## Data extracts
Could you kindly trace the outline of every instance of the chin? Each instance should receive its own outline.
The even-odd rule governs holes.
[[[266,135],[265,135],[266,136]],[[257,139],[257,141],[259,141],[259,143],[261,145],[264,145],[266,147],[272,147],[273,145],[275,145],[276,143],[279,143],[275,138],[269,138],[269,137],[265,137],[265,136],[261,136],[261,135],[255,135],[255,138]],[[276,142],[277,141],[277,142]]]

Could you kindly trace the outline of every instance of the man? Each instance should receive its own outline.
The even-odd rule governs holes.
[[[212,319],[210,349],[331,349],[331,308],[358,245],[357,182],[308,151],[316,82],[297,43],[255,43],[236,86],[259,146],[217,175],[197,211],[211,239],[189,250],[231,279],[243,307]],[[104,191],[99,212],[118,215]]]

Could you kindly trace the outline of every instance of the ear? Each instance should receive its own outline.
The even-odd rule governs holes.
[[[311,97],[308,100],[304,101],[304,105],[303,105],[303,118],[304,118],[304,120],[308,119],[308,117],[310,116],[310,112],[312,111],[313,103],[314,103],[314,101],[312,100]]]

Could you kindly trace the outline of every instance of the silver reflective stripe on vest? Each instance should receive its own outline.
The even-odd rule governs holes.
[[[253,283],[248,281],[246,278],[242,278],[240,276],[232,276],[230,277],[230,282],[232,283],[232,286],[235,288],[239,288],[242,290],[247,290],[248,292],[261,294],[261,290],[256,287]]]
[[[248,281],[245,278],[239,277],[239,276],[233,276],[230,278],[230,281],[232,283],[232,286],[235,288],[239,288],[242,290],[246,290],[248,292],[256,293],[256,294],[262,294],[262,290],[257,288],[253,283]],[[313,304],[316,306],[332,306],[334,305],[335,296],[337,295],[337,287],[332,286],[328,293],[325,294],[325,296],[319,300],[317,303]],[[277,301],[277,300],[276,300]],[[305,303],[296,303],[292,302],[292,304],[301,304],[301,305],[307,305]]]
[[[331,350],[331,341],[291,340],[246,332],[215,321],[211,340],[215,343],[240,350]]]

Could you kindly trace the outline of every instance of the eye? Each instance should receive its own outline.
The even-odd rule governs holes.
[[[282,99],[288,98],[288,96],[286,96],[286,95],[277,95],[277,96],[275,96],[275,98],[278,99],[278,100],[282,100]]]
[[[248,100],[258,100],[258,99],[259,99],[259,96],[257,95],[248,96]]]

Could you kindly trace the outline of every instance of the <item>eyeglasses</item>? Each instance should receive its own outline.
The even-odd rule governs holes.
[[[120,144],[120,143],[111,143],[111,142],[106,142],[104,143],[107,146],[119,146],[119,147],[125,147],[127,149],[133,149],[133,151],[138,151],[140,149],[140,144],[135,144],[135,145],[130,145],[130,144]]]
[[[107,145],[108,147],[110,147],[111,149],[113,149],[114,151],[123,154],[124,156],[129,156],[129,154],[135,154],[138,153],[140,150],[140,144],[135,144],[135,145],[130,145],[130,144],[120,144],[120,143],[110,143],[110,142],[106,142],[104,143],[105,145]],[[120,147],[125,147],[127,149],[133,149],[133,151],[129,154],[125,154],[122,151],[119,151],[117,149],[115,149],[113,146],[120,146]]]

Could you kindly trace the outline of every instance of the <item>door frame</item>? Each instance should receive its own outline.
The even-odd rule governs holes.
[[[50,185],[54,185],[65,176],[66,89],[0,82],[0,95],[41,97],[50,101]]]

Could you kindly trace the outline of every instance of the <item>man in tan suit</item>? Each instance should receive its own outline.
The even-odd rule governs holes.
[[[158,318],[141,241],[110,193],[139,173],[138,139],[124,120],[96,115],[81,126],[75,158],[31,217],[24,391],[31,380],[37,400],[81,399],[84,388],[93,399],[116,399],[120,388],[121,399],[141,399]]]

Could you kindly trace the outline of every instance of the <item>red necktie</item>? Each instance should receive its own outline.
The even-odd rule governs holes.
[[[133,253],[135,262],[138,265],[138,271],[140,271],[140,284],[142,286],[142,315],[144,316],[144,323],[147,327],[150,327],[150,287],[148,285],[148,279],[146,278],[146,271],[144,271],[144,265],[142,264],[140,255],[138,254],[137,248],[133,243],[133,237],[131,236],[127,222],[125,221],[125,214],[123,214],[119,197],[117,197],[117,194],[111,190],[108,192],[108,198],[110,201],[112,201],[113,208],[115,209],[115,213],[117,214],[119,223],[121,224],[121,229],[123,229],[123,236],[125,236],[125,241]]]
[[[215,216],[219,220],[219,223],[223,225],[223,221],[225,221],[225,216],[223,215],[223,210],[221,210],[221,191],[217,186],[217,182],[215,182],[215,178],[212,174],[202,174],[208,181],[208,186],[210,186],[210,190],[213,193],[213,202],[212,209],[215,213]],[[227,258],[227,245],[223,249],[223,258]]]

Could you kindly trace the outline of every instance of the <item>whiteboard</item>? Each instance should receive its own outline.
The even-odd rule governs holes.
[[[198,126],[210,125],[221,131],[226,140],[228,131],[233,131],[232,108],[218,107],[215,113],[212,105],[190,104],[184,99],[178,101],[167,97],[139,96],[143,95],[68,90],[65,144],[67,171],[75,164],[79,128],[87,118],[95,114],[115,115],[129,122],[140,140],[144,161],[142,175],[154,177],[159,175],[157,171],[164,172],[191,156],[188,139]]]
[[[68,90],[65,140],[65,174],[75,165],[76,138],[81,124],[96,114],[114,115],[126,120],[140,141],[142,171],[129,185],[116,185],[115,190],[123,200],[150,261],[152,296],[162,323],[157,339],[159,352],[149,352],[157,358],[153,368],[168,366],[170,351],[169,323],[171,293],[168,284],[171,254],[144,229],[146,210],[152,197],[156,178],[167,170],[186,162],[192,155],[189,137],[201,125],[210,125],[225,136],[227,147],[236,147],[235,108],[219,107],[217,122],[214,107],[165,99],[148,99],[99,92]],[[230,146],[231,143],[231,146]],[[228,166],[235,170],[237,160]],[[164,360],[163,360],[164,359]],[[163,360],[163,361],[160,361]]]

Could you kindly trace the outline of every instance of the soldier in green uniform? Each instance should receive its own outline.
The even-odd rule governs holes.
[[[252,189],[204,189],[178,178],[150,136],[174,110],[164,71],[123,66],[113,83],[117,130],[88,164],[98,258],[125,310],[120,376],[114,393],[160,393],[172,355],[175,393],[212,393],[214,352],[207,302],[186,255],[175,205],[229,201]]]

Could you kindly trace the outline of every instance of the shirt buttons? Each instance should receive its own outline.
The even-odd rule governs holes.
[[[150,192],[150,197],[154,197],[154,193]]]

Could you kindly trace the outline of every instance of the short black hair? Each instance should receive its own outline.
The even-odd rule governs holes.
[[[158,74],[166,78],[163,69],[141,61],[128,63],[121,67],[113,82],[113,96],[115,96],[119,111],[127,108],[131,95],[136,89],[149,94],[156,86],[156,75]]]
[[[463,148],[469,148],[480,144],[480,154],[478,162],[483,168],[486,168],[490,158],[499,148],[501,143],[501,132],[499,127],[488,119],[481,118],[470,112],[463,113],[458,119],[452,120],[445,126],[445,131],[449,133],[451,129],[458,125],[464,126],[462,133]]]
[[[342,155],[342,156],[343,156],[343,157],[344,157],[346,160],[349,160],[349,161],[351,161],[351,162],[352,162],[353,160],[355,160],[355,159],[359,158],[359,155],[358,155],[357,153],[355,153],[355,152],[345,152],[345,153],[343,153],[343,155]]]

## Instructions to follow
Each record above should be restated word for word.

## Expected answer
Could you kindly trace the outline of every instance of the chin? Each instance should receive its own outline.
The even-odd rule governs holes.
[[[266,135],[265,135],[266,136]],[[257,139],[257,141],[259,141],[259,143],[261,145],[264,145],[266,147],[272,147],[273,145],[275,145],[276,143],[279,143],[275,138],[269,138],[269,137],[265,137],[265,136],[261,136],[261,135],[255,135],[255,138]],[[276,142],[277,141],[277,142]]]

Could you kindly trace the outline of every instance of the man? Each instance should receive its own outline.
The even-odd rule governs holes.
[[[212,319],[210,349],[331,349],[331,308],[358,245],[357,182],[308,151],[316,82],[297,43],[255,43],[236,86],[259,146],[217,175],[197,211],[211,239],[189,250],[231,279],[243,307]],[[104,191],[99,212],[118,215]]]

Could you kindly trace the outline of every instance of the ear? Each instance should receive its own outline.
The even-odd rule governs holes.
[[[311,97],[308,100],[304,101],[304,105],[303,105],[303,118],[304,118],[304,120],[308,119],[308,117],[310,116],[310,112],[312,111],[313,103],[314,103],[314,101],[312,100]]]

Could you kindly trace the outline of every instance of the silver reflective stripe on vest? Each instance should receive its own outline.
The even-odd rule governs holes.
[[[253,283],[248,281],[246,278],[242,278],[240,276],[232,276],[230,277],[230,282],[232,283],[232,286],[235,288],[239,288],[242,290],[247,290],[248,292],[261,294],[261,290],[256,287]]]
[[[248,281],[245,278],[239,277],[239,276],[233,276],[230,278],[230,281],[232,283],[232,286],[235,288],[239,288],[242,290],[246,290],[248,292],[256,293],[256,294],[262,294],[262,290],[257,288],[253,283]],[[313,304],[316,306],[332,306],[334,305],[335,296],[337,295],[337,287],[332,286],[328,293],[325,294],[325,296],[319,300],[317,303]],[[277,301],[277,300],[276,300]],[[305,303],[296,303],[292,302],[292,304],[301,304],[301,305],[307,305]]]
[[[331,350],[331,341],[291,340],[246,332],[215,321],[211,340],[215,343],[240,350]]]

Could you kindly trace the outline of every instance of the eye? Each instance should receive its own outline.
The even-odd rule governs holes.
[[[282,99],[288,98],[288,96],[286,96],[286,95],[277,95],[277,96],[275,96],[275,98],[278,99],[278,100],[282,100]]]
[[[248,100],[258,100],[258,99],[259,99],[259,96],[257,95],[248,96]]]

Could you kindly trace the outline of every instance of the <item>eyeglasses</item>? Each instance should receive its own outline.
The even-odd rule governs holes.
[[[120,144],[120,143],[111,143],[111,142],[106,142],[104,143],[107,146],[119,146],[119,147],[125,147],[127,149],[133,149],[133,151],[138,151],[140,149],[140,144],[135,144],[135,145],[130,145],[130,144]]]
[[[107,145],[108,147],[110,147],[111,149],[113,149],[114,151],[123,154],[124,156],[129,156],[129,154],[135,154],[138,153],[140,150],[140,144],[135,144],[135,145],[130,145],[130,144],[120,144],[120,143],[110,143],[110,142],[106,142],[104,143],[105,145]],[[120,147],[125,147],[127,149],[133,149],[133,151],[129,154],[125,154],[122,151],[119,151],[117,149],[115,149],[113,146],[120,146]]]

Could you kindly trace the outline of every instance of the <item>door frame</item>? Each instance should receive its own outline.
The even-odd rule governs holes.
[[[50,185],[54,185],[65,176],[66,89],[0,82],[0,95],[41,97],[50,101]]]

Could you kindly trace the outline of every instance of the <item>man in tan suit</item>? Each instance should receive its own outline.
The even-odd rule governs holes.
[[[158,318],[141,241],[110,193],[139,173],[138,139],[124,120],[96,115],[81,126],[75,158],[31,217],[24,391],[31,380],[37,400],[81,399],[84,388],[93,399],[116,399],[120,388],[121,399],[141,399]]]

Could you kindly trace the outline of every instance of the <item>red necktie</item>? Each instance should receive its own outline.
The even-odd rule governs holes.
[[[133,253],[135,262],[138,265],[138,271],[140,271],[140,284],[142,286],[142,315],[144,316],[144,323],[147,327],[150,327],[150,287],[148,285],[148,279],[146,278],[146,271],[144,271],[144,265],[142,264],[140,255],[138,254],[137,248],[133,243],[133,237],[131,236],[127,222],[125,221],[125,214],[123,214],[119,197],[117,197],[117,194],[111,190],[108,192],[108,198],[110,201],[112,201],[113,208],[115,209],[115,213],[117,214],[119,223],[121,224],[121,229],[123,229],[123,236],[125,236],[125,241]]]
[[[215,216],[219,220],[219,223],[223,225],[223,221],[225,221],[225,216],[223,215],[223,210],[221,210],[221,191],[217,186],[217,182],[215,182],[215,178],[212,174],[202,174],[208,181],[208,186],[210,186],[210,190],[213,193],[213,202],[212,209],[215,213]],[[227,258],[227,245],[223,249],[223,258]]]

Could you kindly trace the outline of every instance of the <item>whiteboard</item>? Each instance should receive its own outline.
The even-odd rule governs holes.
[[[198,126],[210,125],[221,131],[226,140],[228,131],[233,131],[232,108],[218,107],[215,113],[212,105],[190,104],[184,99],[178,101],[167,97],[139,96],[143,95],[68,90],[65,144],[67,171],[75,164],[79,128],[87,118],[95,114],[115,115],[129,122],[140,140],[144,161],[142,175],[154,177],[159,175],[157,171],[164,172],[191,156],[188,139]]]
[[[68,90],[65,140],[65,174],[75,165],[76,138],[81,124],[96,114],[114,115],[126,120],[140,141],[142,171],[129,185],[116,185],[115,190],[123,200],[150,261],[152,296],[162,323],[157,339],[159,352],[149,352],[157,358],[153,368],[168,366],[170,351],[169,323],[171,293],[168,284],[171,254],[144,229],[146,210],[152,197],[156,178],[167,170],[186,162],[192,155],[189,137],[201,125],[210,125],[225,136],[227,147],[236,147],[235,108],[219,107],[217,122],[214,107],[165,99],[148,99],[99,92]],[[230,146],[231,143],[231,146]],[[228,166],[235,170],[237,160]],[[164,360],[163,360],[164,359]],[[163,360],[163,361],[160,361]]]

Could you kindly trace the outline of every instance of the soldier in green uniform? Each instance should receive its own outline.
The even-odd rule governs holes.
[[[252,189],[204,189],[178,178],[150,136],[174,110],[164,71],[123,66],[113,83],[117,130],[88,164],[98,258],[125,310],[120,376],[114,393],[160,393],[172,355],[175,393],[212,393],[214,352],[207,302],[186,255],[175,205],[229,201]]]

Could you kindly trace the outline of every instance of the shirt buttons? Each instance should receive its own outline.
The even-odd rule governs holes.
[[[150,192],[150,197],[154,197],[154,193]]]

Could you kindly trace the outline of every instance of the short black hair? Each instance should receive its own outline.
The even-odd rule governs holes.
[[[158,74],[166,78],[163,69],[141,61],[128,63],[121,67],[113,82],[113,96],[115,96],[119,111],[127,108],[131,95],[136,89],[149,94],[156,86],[156,75]]]
[[[463,148],[469,148],[480,144],[480,154],[478,162],[483,168],[486,168],[490,158],[499,148],[501,143],[501,132],[499,127],[488,119],[481,118],[470,112],[463,113],[458,119],[452,120],[445,126],[445,131],[449,133],[451,129],[458,125],[464,126],[462,133]]]
[[[342,155],[342,156],[343,156],[343,157],[344,157],[346,160],[349,160],[349,161],[351,161],[351,162],[352,162],[353,160],[355,160],[355,159],[359,158],[359,155],[358,155],[357,153],[355,153],[355,152],[345,152],[345,153],[343,153],[343,155]]]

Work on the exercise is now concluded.